> Trabajo requerido: Vuelve a escribir sin ningún cambio todo el hilo sobre el preamplificador para guitarra acústica que aparece a continuación.

> Documento fuente:
________________________
# Preamplificador para guitarra acustica con control de tonos



## Emi77 (Mar 27, 2010)

Andaba buscando un pre amplificador para una guitarra acústica con controles de bajos, medios y agudos.

Encontré este:
http://www.ladelec.com/practicas/circuitos-analogos/259-pre-con-control-de-tonos-stereo-.html

Mi pregunta es, la señal de salida queda desfasada 180º con respecto de la de entrada?, de ser asi puedo reemplazar la etapa de ganancia de entrada con una configuración en inversor y ajustar la ganancia a gusto, y que de esa manera quede en fase?

Les dejo una imagen de la configuración de ganancia y la parte del control de tono, así es un poco mas claro.

Les dejo un pcb del pre amplificador (todavía no lo he armado) y la lista de componentes correspondiente al pcb.
________________________
> Datos:
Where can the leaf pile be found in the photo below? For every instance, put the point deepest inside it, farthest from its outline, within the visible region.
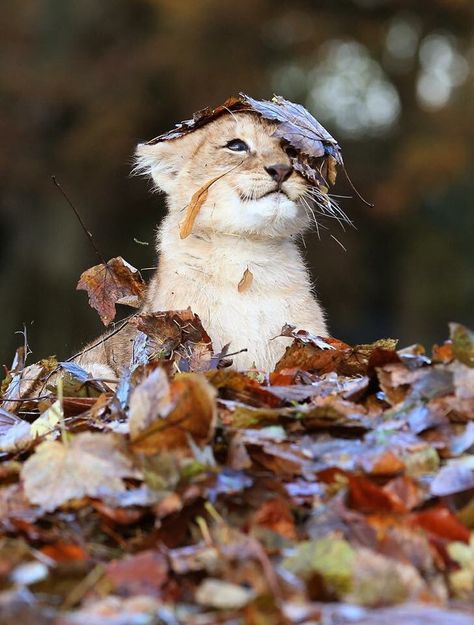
(314, 153)
(337, 489)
________________________
> Respuesta completa:
# Preamplificador para guitarra acustica con control de tonos



## Emi77 (Mar 27, 2010)

Andaba buscando un pre amplificador para una guitarra acústica con controles de bajos, medios y agudos.

Encontré este:
http://www.ladelec.com/practicas/circuitos-analogos/259-pre-con-control-de-tonos-stereo-.html

Mi pregunta es, la señal de salida queda desfasada 180º con respecto de la de entrada?, de ser asi puedo reemplazar la etapa de ganancia de entrada con una configuración en inversor y ajustar la ganancia a gusto, y que de esa manera quede en fase?

Les dejo una imagen de la configuración de ganancia y la parte del control de tono, así es un poco mas claro.

Les dejo un pcb del pre amplificador (todavía no lo he armado) y la lista de componentes correspondiente al pcb.